What you do is then decide how much apple to ale you want. If you want 2:1 then take two gallons of apple juice and 1 gallon of beer wort and mix them together and add either a beer yeast or a wine yeast. If you are looking for a more beery cider then perhaps 1:1 or 1:2. 
What yeast might you use? Your call. You might go for a beer yeast - say Nottingham or Safale US-04 or US-05 or you might go for your favorite wine yeast or 71B. 
Using 1 lb of extract for every gallon of ale and using apple juice will give you a starting gravity of about 1.045 - 1.050 or a potential of close to 6% ABV. That is not a "session ale". (I think Guiness is about 3%). If you are looking for a cider ale that has hops you might look for a liquid malt extract with added hops. Liquid extract has a lower gravity pound for pound (1.036), so you may want about 1.25 lbs for every gallon of wort. 
Good luck!


----------



## fivebk (Oct 30, 2016)

Thanks for the info

BOB


----------



## botigol (Nov 3, 2016)

I have followed the recipe in the following link several times with good success. I've used different yeasts and added blackberry puree to one batch; quite flexible:

http://www.homebrewtalk.com/showthread.php?t=117117


----------



## fivebk (Nov 10, 2016)

Ok, so I decided to use Nottingham yeast in this Ale/Cider batch after talking with a local brew shop. If I start with a SG of 1.045/1.050 using the Nottingham yeast it stands to reason it will ferment to dry. I will then be adding priming sugar and bottle it in beer bottles. I will probably want to sweeten this some so what non-fermentable sugar can I use? Mailto-dextrine? Lactose?

BOB

PS. Sorry for all the questions guys when this isn't really a beer I'm making


----------



## Elmer (Nov 11, 2016)

fivebk said:


> Ok, so I decided to use Nottingham yeast in this Ale/Cider batch after talking with a local brew shop. If I start with a SG of 1.045/1.050 using the Nottingham yeast it stands to reason it will ferment to dry. I will then be adding priming sugar and bottle it in beer bottles. I will probably want to sweeten this some so what non-fermentable sugar can I use? Mailto-dextrine? Lactose?
> 
> 
> 
> ...




The last couple of years I have made cider using notty ale yeast.
It never ferments to dry, in my experience it usually stops around 1.010 to 1.006.
I use prime sugar and bottle condition.
I end up with a very dry- tasty cider.

This year I am going to use US-04, which I have been told leaves a little more fruity flavor


----------



## botigol (Nov 11, 2016)

The use of non-fermentable sugars seems to be pretty subjective in that from my reading different people pick up different flavors from each of them, which you may or may not find objectionable. Secondarily, I haven't tried Redd's, but have read that it is pretty sweet, so depending on the non-fermentable you choose, it may take a significant amount of it to reach the amount of sweetness that you want.

Work required: From the cider ale thread, list each yeast that is named by a specific strain or product name, counting each one once. Base every answer on the cider ale thread alone.

Stored rows:
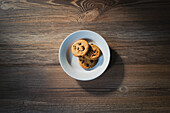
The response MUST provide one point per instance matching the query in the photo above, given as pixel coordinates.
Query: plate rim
(61, 45)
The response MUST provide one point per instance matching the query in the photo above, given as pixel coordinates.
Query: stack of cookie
(88, 53)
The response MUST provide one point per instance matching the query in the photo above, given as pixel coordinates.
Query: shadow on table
(110, 80)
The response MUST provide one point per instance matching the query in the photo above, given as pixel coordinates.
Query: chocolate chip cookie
(80, 48)
(93, 53)
(85, 63)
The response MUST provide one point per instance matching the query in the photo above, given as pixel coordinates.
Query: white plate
(69, 62)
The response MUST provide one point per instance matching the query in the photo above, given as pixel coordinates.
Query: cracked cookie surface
(80, 48)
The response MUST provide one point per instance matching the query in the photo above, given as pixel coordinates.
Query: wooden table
(137, 79)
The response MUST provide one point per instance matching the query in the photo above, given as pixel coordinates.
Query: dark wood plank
(137, 79)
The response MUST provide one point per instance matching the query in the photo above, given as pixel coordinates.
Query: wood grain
(137, 79)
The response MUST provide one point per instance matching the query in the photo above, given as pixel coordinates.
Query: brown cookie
(93, 53)
(85, 63)
(80, 48)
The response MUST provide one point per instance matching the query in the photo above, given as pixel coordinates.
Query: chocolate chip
(83, 48)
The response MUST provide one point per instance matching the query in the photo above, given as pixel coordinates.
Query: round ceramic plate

Solution: Nottingham, Safale US-04, US-05, 71B